▶ _Required work_:
Continue the article on the Solomon Islands health ministry's response to the HIV and syphilis report, starting after its final sentence.

▶ _Extract provided_:
= = = = = = =

THE Ministry of Health and Medical Services (MHMS) says that the HIV reports which published weeks ago in the local media has been misunderstood and misinterpreted.
MHMS in a statement responded to published reports and reader comments about the rate of HIV and Sexual Transmitted Infections (STI) in Solomon Islands.
The recent Surveillance of HIV and Syphilis infections among ANC attendees report highlighted a number of important health issues for the country.
Firstly, the report reconfirmed that HIV prevalence is low but that testing for HIV needs to continually increase.
Dr Tenneth Dalipada, Permanent Secretary for Health, commented that “combating HIV is an important issue and we must all remain vigilant to reduce the spread of this infection.”
The other major finding of the report was that STI prevalence (particularly syphilis) has remained high. Whilst the report did not survey men, only women at antenatal clinics, it is in line with international standards. STI rates in women attending ANC are an indication for the entire population and the rate of syphilis infection is likely similar in men and women in the Solomon Islands. Given recent articles published in the print media, there appears to be some confusion around the sexual practices of women in the country. The WHO country representative, Dr Audrey Aumua stated that “the purpose of the Surveillance on HIV and STI Report was not to compare sexual practices between men and women. No men were included in the findings and the report does not suggest that women are more sexually active than men.

= = = = = = =

Saved entries:
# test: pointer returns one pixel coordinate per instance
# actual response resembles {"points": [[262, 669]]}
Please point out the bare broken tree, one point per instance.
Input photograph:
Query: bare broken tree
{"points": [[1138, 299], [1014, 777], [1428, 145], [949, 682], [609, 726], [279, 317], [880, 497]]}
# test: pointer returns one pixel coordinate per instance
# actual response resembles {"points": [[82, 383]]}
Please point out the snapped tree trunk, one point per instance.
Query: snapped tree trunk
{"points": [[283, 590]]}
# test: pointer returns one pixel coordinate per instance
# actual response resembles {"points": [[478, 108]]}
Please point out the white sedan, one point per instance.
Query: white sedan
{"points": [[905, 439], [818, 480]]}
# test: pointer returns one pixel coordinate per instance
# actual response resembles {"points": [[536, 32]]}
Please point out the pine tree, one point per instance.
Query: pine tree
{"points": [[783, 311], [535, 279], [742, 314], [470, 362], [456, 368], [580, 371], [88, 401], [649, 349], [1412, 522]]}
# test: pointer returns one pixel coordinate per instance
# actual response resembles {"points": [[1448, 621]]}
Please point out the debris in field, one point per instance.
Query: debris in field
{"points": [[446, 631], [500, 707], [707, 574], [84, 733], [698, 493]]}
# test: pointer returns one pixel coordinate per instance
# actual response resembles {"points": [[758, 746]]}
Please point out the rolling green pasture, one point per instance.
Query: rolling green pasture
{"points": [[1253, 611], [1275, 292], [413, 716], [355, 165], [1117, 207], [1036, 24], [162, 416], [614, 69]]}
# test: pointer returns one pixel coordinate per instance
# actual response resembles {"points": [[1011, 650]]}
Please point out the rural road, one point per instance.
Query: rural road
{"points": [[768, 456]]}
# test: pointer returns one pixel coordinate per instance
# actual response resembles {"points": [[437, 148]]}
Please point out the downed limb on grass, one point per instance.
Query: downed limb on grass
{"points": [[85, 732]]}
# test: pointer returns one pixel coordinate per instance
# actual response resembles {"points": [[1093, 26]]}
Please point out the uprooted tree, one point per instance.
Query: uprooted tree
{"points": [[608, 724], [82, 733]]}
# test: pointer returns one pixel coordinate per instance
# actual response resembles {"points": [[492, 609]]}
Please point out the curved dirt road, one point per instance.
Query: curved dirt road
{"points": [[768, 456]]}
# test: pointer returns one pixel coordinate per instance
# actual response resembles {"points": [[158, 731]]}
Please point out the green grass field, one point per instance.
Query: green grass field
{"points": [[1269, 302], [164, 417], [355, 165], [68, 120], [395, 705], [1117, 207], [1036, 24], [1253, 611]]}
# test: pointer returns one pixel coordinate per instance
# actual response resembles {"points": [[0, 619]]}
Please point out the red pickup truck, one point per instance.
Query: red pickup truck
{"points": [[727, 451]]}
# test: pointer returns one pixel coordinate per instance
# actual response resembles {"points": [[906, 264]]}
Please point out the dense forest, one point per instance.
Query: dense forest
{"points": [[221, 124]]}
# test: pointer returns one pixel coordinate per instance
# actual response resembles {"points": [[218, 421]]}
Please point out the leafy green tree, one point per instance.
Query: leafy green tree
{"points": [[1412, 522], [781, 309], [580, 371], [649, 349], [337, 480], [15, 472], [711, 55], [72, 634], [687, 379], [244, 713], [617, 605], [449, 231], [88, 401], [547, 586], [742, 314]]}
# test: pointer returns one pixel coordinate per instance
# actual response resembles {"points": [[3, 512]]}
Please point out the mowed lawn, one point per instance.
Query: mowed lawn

= = = = = = =

▶ _Exercise output_:
This excellent work done by the HIV and STI division is aimed at better understanding Antenatal Care for women in the Solomon Islands and the prevalence of STI’s in the entire population.” The MHMS recognises the need to broaden services for HIV and STI testing for both men and women and will continue to raise awareness about HIV and STIs. As part of this awareness, the MHMS would like to remind readers that HIV and STIs are Everybody’s Business. Anyone can catch an STI and anyone can pass it on, so we ask that people are careful in their sexual relationship choices and if unsure of their STI or HIV status, get tested. Testing is confidential.
Furthermore, whilst there is no cure for HIV, there is treatment, which means people with HIV can control the infection and reduce the risk of spreading the disease.
Lastly, the report confirms what earlier studies suggest, that men and women need to be more responsible about sex. Having just one partner at one time and making appropriate choices in their sexual activity can prevent the spread of STI and HIV.
National HIV and STI Division laek fo tok save long iumi, sapos iu laek fo save abaotim HIV or STI steitas blong iu, den iu mas go long klinik or helt senta kolsap fo chekem blad blong iu an faendem aot seleva.